_PROBLEM TO SOLVE_
Your task is to write out the full listing once more, exactly.

——

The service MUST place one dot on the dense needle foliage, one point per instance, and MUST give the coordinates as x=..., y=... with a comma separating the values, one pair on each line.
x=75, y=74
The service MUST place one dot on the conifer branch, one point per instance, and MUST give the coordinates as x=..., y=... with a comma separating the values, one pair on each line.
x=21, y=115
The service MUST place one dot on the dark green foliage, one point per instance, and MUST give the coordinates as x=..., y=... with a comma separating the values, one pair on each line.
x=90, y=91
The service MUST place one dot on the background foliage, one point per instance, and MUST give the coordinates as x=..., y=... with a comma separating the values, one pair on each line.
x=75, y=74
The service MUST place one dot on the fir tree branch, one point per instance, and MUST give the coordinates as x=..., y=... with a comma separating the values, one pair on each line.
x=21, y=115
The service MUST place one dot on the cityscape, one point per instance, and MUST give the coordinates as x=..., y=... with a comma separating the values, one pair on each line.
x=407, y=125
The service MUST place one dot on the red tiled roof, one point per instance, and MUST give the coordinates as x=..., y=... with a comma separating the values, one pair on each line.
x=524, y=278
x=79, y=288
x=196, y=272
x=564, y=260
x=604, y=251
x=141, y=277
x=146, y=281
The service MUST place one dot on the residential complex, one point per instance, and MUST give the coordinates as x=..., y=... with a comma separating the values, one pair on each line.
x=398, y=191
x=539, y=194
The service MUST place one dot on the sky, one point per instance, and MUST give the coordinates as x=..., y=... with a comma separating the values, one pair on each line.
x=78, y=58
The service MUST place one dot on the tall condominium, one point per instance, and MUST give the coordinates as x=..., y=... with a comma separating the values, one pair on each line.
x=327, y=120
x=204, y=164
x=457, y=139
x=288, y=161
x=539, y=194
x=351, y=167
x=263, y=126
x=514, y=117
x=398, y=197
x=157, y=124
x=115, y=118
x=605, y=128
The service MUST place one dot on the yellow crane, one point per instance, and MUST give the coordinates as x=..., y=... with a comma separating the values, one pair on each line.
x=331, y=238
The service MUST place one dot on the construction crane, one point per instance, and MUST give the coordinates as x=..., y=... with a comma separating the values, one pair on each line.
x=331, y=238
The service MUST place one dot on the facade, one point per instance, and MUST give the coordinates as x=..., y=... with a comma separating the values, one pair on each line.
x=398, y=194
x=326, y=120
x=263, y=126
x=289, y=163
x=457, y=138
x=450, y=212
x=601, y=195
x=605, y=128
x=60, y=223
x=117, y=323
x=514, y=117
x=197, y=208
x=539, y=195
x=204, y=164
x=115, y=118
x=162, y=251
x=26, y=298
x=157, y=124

——

_TASK SOLUTION_
The service MUST place one dot on the dense needle foliage, one point per instance, and MUST give the coordinates as x=..., y=... with a comma separating the values, one pair on each line.
x=75, y=74
The service MUST place one dot on the conifer branch, one point per instance, and MUST give the coordinates as x=..., y=... with a comma separating the values, one pair on each line.
x=21, y=115
The service MUST place one dot on the dark green foliage, one point per instance, and MUST give the coordinates as x=..., y=... with a comma separating the values, one pair on each line.
x=90, y=91
The service MUST place one dot on the background foliage, one point per instance, and MUST give the coordinates as x=..., y=... with a comma separating the values, one pair on each line.
x=75, y=74
The service MUST place one dot on the fir tree branch, one point per instance, and MUST give the coordinates as x=..., y=... with a comma separating the values, one pair on each line.
x=21, y=115
The service MUST place one dot on the cityscape, one point per instance, and MUST give the coordinates as x=..., y=... with a comma separating the values, one pair on each line.
x=407, y=125
The service MUST place one dot on the red tiled roof, one point per instance, and MUST give the coordinates as x=..., y=... with a comma separating the values, one pair on each line.
x=524, y=278
x=79, y=288
x=196, y=272
x=564, y=260
x=604, y=251
x=141, y=277
x=146, y=281
The service MUST place one dot on the residential complex, one point per instance, and MUST give the coordinates as x=..., y=... with a comma separating the values, one pair on each line.
x=398, y=191
x=539, y=194
The service MUST place one dot on the sky, one point per instance, and MUST give the coordinates as x=..., y=... with a comma separating the values, one pair on each line.
x=78, y=58
The service MUST place one dot on the tall condominium, one point per instance, and MUST give the coordinates as x=..., y=... with a comma separating the values, one pair on each line.
x=327, y=120
x=204, y=164
x=457, y=139
x=288, y=161
x=539, y=194
x=351, y=167
x=263, y=126
x=514, y=117
x=398, y=197
x=157, y=124
x=115, y=118
x=605, y=128
The service MUST place one dot on the yellow crane, one point per instance, and MUST give the coordinates as x=..., y=... with a comma separating the values, one pair on each line.
x=331, y=238
The service MUST place one dot on the construction crane, one point per instance, and MUST give the coordinates as x=..., y=... with a comma separating the values, one pair on each line.
x=331, y=238
The service MUST place one dot on the facade, one point per instance, and MUST give the coordinates as x=..., y=... with a comma separating the values, one pair on each line.
x=398, y=194
x=326, y=120
x=263, y=126
x=289, y=163
x=457, y=138
x=450, y=212
x=601, y=195
x=605, y=128
x=60, y=223
x=117, y=323
x=514, y=117
x=197, y=208
x=539, y=195
x=204, y=164
x=115, y=118
x=162, y=251
x=26, y=298
x=157, y=124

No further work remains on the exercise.